------ Given records ------

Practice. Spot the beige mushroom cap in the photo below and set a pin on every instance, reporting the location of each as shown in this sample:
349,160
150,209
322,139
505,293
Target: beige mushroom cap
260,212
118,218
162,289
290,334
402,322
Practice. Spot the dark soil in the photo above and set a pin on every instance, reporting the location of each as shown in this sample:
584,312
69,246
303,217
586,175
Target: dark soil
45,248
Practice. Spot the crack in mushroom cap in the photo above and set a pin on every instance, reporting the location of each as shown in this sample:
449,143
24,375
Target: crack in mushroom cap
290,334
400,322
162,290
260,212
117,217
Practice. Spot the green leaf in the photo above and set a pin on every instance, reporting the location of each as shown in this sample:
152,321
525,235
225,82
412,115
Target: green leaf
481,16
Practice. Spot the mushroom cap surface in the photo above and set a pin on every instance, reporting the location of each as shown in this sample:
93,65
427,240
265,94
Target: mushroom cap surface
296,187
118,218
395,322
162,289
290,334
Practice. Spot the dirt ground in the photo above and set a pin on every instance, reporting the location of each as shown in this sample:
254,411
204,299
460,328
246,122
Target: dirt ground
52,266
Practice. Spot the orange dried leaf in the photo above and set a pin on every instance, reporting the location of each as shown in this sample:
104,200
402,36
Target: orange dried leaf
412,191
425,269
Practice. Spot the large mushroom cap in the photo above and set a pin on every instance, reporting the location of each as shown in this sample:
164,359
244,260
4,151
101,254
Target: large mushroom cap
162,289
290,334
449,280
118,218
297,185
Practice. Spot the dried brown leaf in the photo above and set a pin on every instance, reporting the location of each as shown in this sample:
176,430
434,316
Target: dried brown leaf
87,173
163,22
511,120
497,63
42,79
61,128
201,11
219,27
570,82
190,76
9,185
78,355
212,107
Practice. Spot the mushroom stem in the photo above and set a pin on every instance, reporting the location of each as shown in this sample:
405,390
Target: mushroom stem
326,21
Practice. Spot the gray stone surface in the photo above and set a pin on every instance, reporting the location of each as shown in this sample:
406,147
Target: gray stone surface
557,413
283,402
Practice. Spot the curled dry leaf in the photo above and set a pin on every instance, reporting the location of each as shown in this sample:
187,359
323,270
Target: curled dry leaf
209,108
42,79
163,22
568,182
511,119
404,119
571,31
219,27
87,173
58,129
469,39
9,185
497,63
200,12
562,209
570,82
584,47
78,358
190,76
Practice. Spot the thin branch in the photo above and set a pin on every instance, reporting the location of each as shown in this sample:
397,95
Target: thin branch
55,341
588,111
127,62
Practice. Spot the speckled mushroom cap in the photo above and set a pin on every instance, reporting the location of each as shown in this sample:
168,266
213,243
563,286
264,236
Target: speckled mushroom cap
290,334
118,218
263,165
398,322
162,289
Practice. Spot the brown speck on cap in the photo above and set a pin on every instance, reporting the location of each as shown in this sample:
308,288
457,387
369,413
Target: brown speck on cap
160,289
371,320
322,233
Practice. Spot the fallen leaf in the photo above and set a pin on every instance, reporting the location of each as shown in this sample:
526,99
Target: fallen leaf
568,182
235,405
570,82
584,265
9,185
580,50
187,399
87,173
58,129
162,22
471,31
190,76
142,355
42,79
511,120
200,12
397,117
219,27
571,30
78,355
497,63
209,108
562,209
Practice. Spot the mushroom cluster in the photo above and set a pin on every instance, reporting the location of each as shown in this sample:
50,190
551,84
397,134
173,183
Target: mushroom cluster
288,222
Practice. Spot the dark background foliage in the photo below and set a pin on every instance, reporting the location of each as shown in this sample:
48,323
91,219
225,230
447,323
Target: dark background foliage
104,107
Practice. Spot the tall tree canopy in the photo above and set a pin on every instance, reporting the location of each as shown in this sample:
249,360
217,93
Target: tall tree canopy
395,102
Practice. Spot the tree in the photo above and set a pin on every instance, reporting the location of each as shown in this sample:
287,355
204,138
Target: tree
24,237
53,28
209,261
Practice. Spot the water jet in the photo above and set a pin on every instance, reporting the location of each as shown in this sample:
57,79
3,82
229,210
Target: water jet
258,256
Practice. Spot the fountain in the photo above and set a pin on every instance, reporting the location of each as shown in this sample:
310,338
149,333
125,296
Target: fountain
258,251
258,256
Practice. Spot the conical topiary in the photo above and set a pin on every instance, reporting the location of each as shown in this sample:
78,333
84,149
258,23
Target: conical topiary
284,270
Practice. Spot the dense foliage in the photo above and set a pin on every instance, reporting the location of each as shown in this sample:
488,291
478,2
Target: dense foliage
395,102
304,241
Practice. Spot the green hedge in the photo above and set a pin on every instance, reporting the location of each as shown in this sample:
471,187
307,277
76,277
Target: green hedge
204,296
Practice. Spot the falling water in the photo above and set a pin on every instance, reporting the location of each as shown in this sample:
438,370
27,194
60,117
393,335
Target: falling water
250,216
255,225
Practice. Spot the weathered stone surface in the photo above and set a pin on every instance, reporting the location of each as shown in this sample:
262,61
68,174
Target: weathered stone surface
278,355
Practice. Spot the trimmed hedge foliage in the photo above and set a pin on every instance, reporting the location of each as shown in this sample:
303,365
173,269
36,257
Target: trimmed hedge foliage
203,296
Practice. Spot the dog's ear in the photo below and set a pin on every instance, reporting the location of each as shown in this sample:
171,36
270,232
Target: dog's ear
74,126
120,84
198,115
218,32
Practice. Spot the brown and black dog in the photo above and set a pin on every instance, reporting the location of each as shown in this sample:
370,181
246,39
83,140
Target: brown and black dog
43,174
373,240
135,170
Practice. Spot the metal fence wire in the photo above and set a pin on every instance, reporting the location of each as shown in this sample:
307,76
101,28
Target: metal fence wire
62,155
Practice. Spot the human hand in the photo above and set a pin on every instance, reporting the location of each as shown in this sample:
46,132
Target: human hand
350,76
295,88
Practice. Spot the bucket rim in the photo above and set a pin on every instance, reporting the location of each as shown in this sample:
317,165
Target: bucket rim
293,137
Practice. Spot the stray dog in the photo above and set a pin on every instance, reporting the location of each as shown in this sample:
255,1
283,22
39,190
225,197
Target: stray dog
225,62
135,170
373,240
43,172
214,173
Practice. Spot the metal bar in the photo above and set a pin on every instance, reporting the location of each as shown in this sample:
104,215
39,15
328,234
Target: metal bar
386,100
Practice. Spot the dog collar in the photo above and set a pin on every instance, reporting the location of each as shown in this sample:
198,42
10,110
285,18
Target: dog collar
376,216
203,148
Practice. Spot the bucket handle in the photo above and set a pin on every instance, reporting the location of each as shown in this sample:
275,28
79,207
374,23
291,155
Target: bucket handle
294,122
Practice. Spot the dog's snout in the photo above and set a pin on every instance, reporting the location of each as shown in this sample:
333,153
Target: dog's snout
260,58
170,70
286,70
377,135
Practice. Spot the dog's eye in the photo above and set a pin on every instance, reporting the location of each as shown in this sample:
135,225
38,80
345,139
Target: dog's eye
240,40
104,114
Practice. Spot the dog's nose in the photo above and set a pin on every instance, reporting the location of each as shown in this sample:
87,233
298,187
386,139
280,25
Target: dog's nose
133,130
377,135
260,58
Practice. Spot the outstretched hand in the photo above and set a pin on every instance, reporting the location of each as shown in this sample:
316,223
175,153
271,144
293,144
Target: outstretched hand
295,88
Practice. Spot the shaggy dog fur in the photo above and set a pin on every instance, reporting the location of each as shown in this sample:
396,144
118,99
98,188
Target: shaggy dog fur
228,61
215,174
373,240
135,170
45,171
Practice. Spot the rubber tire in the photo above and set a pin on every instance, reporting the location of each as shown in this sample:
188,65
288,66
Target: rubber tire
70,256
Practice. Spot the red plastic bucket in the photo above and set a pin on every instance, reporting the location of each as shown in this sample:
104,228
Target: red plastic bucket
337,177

------

What to work on =
Each line of the data is to be transcribed exactly, with nothing left out.

Answer below =
Practice. Spot the beige mushroom cap in the photo below and set a pin on every instance, reporting the location of each as shown in this sample:
349,160
150,209
322,139
505,293
Target: beige mushroom cap
260,212
118,218
162,289
290,334
402,322
Practice. Spot the dark soil in the photo above and set a pin on every instance, reporting the location of each as shown in this sample:
584,312
69,246
303,217
586,175
Target: dark soil
45,248
Practice. Spot the crack in mushroom cap in the photo above and set a pin on every instance, reporting the location of each as shown in this sample:
449,143
24,375
Target: crack in mushroom cap
290,334
400,322
162,290
260,212
117,217
Practice. Spot the green leaf in the photo above and set a pin on every instance, reporting the location of each as shown in this sample:
152,321
525,235
225,82
412,115
Target: green leaf
481,16
Practice. Spot the mushroom cap surface in the photo above and set a pin on every instance, reporting the location of each as shown in this sample:
93,65
427,240
265,94
Target: mushroom cap surface
296,187
118,218
395,322
162,289
290,334
Practice. Spot the dirt ground in the photo above and set a pin on every instance, reporting the location of each as shown in this sample:
254,411
204,299
460,328
246,122
Target: dirt ground
52,266
Practice. Spot the orange dried leaf in the photo above and set a pin on every instance, reporting the location of each as shown in this sample:
104,200
402,36
Target: orange dried leaf
412,191
425,269
Practice. Spot the large mushroom cap in the photo above and set a pin on every instance, reporting the location of each as shown in this sample:
164,359
244,260
4,151
101,254
Target: large mushroom cap
162,289
290,334
449,280
118,218
297,185
Practice. Spot the dried brown leaf in the photo above and set a pin on every instance, reporting the location of each as shown in this sample:
176,430
434,316
Target: dried brown leaf
87,173
163,22
511,120
497,63
42,79
61,128
201,11
219,27
570,82
190,76
9,185
78,355
212,107
Practice. Spot the mushroom stem in the photo above and set a pin on every instance, reporting the location of each as shown in this sample:
405,390
Target: mushroom stem
326,21
Practice. Spot the gray stone surface in the photo above and set a pin on every instance, reporting the location of each as shown in this sample:
406,147
Target: gray stone surface
557,413
283,402
Practice. Spot the curled dry leaf in the photo above and set a pin on every instance, reporting the location of each as shown in this sample:
187,359
323,270
Target: curled dry leaf
209,108
42,79
163,22
568,182
511,119
404,119
571,31
219,27
87,173
58,129
469,39
9,185
497,63
200,12
562,209
570,82
584,47
78,358
190,76
Practice. Spot the thin branch in the photo above and set a pin on every instance, reporting the location of each as shown in this sample:
397,95
Target: thin branch
55,341
588,111
127,62
Practice. Spot the speckled mushroom cap in the photo above and set a pin on every instance, reporting the location of each as shown in this sample:
168,266
213,243
563,286
264,236
Target: speckled mushroom cap
290,334
118,218
263,165
398,322
162,289
Practice. Spot the brown speck on cap in the photo above and set a pin on every instance, reporting the location of each as shown in this sample:
308,288
457,387
369,413
Target: brown speck on cap
160,289
371,320
322,233
Practice. Spot the fallen leaf in the photo above and set a pin on every instance, reporting the location of each as shown in this sample:
526,99
Target: fallen leaf
568,182
235,405
570,82
584,265
9,185
580,50
187,399
87,173
58,129
162,22
471,31
190,76
142,355
42,79
511,120
200,12
397,117
219,27
571,30
78,355
497,63
209,108
562,209
Practice. Spot the mushroom cluster in the photo above and set a pin on every instance, reporting the location of each as shown in this sample:
50,190
551,84
397,134
173,183
Target: mushroom cluster
288,222
Practice. Spot the dark background foliage in the photo below and set a pin on every instance, reporting the location of each as shown in this sample:
48,323
91,219
225,230
447,323
Target: dark background foliage
104,107
Practice. Spot the tall tree canopy in the photo above and set a pin on every instance, reporting the location of each as shown in this sample:
249,360
217,93
Target: tall tree canopy
395,102
Practice. Spot the tree in the photo above and set a pin on every instance, reporting the location of each as shown in this sample:
287,355
204,138
Target: tree
24,237
53,28
209,261
Practice. Spot the water jet in the photo above and set a pin on every instance, reporting the location of each as shown in this sample:
57,79
3,82
229,210
Target: water jet
258,256
Practice. Spot the fountain in the photo above and set a pin on every instance, reporting the location of each as shown in this sample:
310,338
149,333
125,296
Target: fountain
258,251
258,256
Practice. Spot the conical topiary in the photo above and set a pin on every instance, reporting the location of each as shown in this sample:
78,333
84,149
258,23
Target: conical topiary
284,270
Practice. Spot the dense foliage in the photo above and set a pin on every instance, reporting the location of each as shown in this sample:
488,291
478,2
Target: dense foliage
395,102
304,241
Practice. Spot the green hedge in the photo above and set a pin on every instance, reporting the location of each as shown in this sample:
471,187
307,277
76,277
Target: green hedge
204,296
Practice. Spot the falling water in the photo above and set a pin on every instance, reporting the location of each as shown in this sample:
438,370
27,194
60,117
393,335
Target: falling water
250,216
255,225
Practice. Spot the weathered stone surface in the photo above and set a pin on every instance, reporting the location of each as shown in this sample:
262,61
68,174
Target: weathered stone surface
278,355
Practice. Spot the trimmed hedge foliage in the photo above and set a pin on every instance, reporting the location of each as shown in this sample:
303,365
173,269
36,257
Target: trimmed hedge foliage
203,296
Practice. Spot the dog's ear in the photo below and set a pin on every instance, reporting the location of each as shown in this sample:
171,36
270,232
Target: dog's ear
74,126
120,84
198,115
218,32
Practice. Spot the brown and black dog in the photo above and set a pin on every instance, reporting the location of each as shown in this sample:
370,181
246,39
83,140
Target: brown and black dog
43,174
373,240
135,170
Practice. Spot the metal fence wire in the photo above and set a pin on every instance, reporting the location of each as shown in this sample:
307,76
101,28
Target: metal fence wire
62,155
Practice. Spot the human hand in the photo above and set a pin on every instance, reporting the location of each as shown in this sample:
46,132
Target: human hand
350,76
295,88
Practice. Spot the bucket rim in the photo above and set a pin on every instance, reporting the location of each as shown in this sample:
317,165
Target: bucket rim
293,137
Practice. Spot the stray dog in the photo above and set a pin on every instance, reporting the location of each as shown in this sample:
255,1
283,22
39,190
225,197
Target: stray dog
225,62
135,170
373,240
43,172
214,173
Practice. Spot the metal bar in the photo above and set a pin on every instance, reporting the location of each as shown in this sample:
104,215
39,15
328,234
Target: metal bar
386,100
Practice. Spot the dog collar in the photo above and set a pin on every instance, reporting the location of each as shown in this sample:
198,42
10,110
285,18
Target: dog collar
376,216
203,148
Practice. Spot the bucket handle in the photo above and set a pin on every instance, reporting the location of each as shown in this sample:
275,28
79,207
374,23
291,155
Target: bucket handle
294,122
Practice. Spot the dog's snout in the photo above and set a pin on every instance, reporting the location of each as shown in this sample:
333,153
Target: dog's snout
260,58
170,70
286,70
377,135
Practice. Spot the dog's eye in the photo above and set a pin on every instance, reporting the location of each as shown in this sample:
135,225
38,80
345,139
Target: dog's eye
240,40
104,114
Practice. Spot the dog's nose in the photo above and set a pin on every instance, reporting the location of each as shown in this sample:
87,233
298,187
386,139
280,25
Target: dog's nose
133,130
377,135
260,58
Practice. Spot the outstretched hand in the photo above and set a pin on every instance, reporting the location of each as shown in this sample:
316,223
175,153
271,144
293,144
Target: outstretched hand
295,88
Practice. Spot the shaggy dog fur in the photo above and set a pin on every instance, reporting the location of each as shown in this sample:
396,144
118,99
98,188
Target: shaggy dog fur
228,61
215,174
373,240
135,170
45,171
Practice. Spot the rubber tire in the photo above and set a pin on every instance, reporting the location of each as shown in this sample:
188,65
288,66
Target: rubber tire
70,256
Practice. Spot the red plastic bucket in the photo above and set a pin on every instance, reporting the location of each as shown in this sample:
104,228
Target: red plastic bucket
337,177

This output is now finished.